→ Data listing
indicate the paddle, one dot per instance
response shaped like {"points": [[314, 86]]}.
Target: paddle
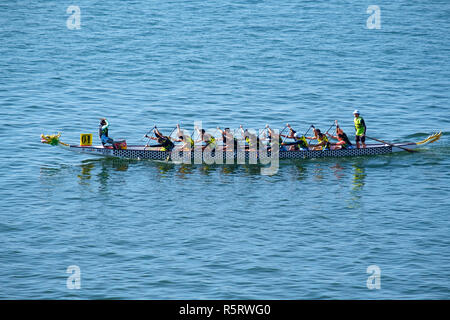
{"points": [[287, 125], [390, 144], [154, 126], [330, 128], [171, 132]]}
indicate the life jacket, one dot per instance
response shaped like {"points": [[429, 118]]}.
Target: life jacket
{"points": [[323, 138], [191, 141], [343, 137], [102, 131], [251, 141], [166, 144], [360, 126], [301, 142]]}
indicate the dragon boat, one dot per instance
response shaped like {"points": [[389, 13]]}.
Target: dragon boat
{"points": [[138, 152]]}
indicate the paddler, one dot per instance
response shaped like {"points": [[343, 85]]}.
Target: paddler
{"points": [[229, 142], [323, 143], [343, 140], [299, 143], [103, 131], [270, 135], [251, 139], [164, 142], [188, 143], [360, 127], [208, 139]]}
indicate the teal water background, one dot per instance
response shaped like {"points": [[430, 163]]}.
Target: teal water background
{"points": [[151, 230]]}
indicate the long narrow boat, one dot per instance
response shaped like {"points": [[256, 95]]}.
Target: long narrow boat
{"points": [[241, 156]]}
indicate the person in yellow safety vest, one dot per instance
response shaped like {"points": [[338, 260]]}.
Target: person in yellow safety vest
{"points": [[360, 127], [323, 143]]}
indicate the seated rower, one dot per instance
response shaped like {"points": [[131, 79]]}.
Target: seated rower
{"points": [[343, 140], [188, 143], [271, 134], [323, 143], [208, 139], [103, 133], [252, 141], [163, 141], [229, 142], [299, 143]]}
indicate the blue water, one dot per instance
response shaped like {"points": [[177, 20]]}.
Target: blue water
{"points": [[151, 230]]}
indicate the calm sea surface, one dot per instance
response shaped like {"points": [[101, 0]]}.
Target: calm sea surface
{"points": [[152, 230]]}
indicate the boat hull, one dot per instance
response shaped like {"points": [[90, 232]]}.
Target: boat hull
{"points": [[139, 152]]}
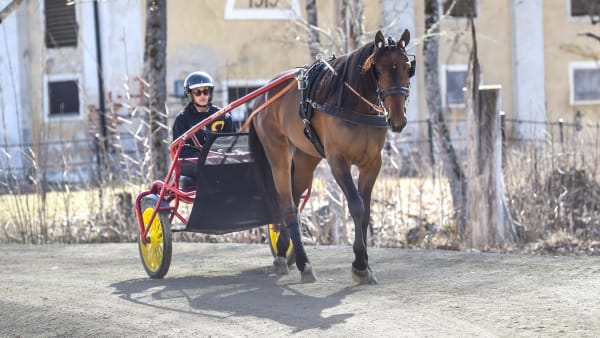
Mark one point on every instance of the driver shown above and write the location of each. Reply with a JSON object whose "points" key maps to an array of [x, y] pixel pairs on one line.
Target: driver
{"points": [[198, 87]]}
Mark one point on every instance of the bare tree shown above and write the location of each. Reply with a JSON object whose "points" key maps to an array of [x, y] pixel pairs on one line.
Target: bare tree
{"points": [[441, 135], [314, 42], [155, 76], [351, 24]]}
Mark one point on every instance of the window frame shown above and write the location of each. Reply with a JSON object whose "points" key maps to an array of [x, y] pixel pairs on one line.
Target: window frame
{"points": [[578, 65], [450, 17], [48, 78], [443, 83], [45, 25]]}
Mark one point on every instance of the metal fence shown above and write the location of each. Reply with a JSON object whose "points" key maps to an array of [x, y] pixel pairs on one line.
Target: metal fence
{"points": [[82, 161]]}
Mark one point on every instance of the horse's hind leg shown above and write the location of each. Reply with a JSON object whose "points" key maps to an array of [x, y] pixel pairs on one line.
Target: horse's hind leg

→ Assignment
Copy each line of the entries in which the string "horse" is found.

→ Exercise result
Mark one point on every instance of the horse's hind leg shown above and write the location of each. Reply with a JSON object whose "points" key maps to an array of [x, y] pixel pairs on one line.
Target: horse's hind leg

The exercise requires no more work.